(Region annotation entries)
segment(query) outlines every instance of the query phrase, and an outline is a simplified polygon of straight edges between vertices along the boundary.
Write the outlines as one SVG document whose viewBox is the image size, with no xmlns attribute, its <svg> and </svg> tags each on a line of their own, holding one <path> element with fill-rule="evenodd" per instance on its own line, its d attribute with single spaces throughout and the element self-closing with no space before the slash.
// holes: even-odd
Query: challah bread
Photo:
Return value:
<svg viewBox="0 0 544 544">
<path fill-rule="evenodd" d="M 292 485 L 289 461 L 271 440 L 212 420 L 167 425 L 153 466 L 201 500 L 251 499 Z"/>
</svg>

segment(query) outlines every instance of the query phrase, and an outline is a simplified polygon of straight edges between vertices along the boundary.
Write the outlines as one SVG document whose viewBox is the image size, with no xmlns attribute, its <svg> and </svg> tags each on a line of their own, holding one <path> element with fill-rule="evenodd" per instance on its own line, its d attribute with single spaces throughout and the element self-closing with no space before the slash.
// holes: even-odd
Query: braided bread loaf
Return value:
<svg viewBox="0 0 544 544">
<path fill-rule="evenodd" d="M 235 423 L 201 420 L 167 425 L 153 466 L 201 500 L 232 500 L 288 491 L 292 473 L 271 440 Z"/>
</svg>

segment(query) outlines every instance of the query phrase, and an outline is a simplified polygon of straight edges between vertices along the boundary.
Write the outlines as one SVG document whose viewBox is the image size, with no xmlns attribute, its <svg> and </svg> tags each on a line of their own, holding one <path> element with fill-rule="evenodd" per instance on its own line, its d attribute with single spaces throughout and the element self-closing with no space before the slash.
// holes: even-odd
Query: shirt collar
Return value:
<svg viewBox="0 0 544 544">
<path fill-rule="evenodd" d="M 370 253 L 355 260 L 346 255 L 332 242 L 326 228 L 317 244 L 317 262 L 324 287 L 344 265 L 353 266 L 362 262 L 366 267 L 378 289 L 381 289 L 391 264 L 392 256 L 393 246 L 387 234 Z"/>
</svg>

What to do:
Please write out every one of the records above, line for line and without any changes.

Complete response:
segment(query) outlines every instance of the query phrase, and an outline is a simplified polygon of straight edges between vertices along the boundary.
Write the outlines as one SVG document whose viewBox is the image size, with no xmlns attribute, its <svg> and </svg> tags each on a line of their own, holding one <path> element with fill-rule="evenodd" per instance on its own line, its d attribute with single spaces throughout and the element self-closing with no space before the slash.
// holes: even-odd
Query: challah bread
Photo:
Return value:
<svg viewBox="0 0 544 544">
<path fill-rule="evenodd" d="M 292 485 L 289 461 L 271 440 L 212 420 L 167 425 L 153 466 L 201 500 L 251 499 Z"/>
</svg>

segment(query) outlines every instance of the query phrase, and an outline is a simplified polygon of straight edges between vertices along the boundary.
Write the outlines as one SVG document whose viewBox is the image size, with no xmlns attribute, its <svg> and </svg> tags each on a line of their own, holding one <path> element with fill-rule="evenodd" per instance on its own line, its d attribute with single spaces throughout and the element self-closing with no space before the slash.
// holes: even-odd
Query: braided bread loaf
Return value:
<svg viewBox="0 0 544 544">
<path fill-rule="evenodd" d="M 235 423 L 201 420 L 167 425 L 153 466 L 201 500 L 232 500 L 288 491 L 292 473 L 271 440 Z"/>
</svg>

segment(query) outlines every instance of the query phrase, and an outline is a simplified polygon of straight edges between vertices along the boundary.
Write the outlines as one SVG document whose viewBox is the image size, with no xmlns attribute, its <svg> and </svg> tags each on a line of their own, holding one <path> element with fill-rule="evenodd" per instance on its own line, its d attribute with single spaces throughout and the element self-closing with no space before the slash.
// holes: even-odd
Query: shirt collar
Return value:
<svg viewBox="0 0 544 544">
<path fill-rule="evenodd" d="M 370 253 L 355 260 L 346 255 L 332 242 L 326 228 L 317 244 L 317 262 L 324 287 L 344 265 L 353 266 L 362 262 L 366 267 L 378 289 L 381 289 L 391 264 L 392 256 L 393 246 L 387 234 Z"/>
</svg>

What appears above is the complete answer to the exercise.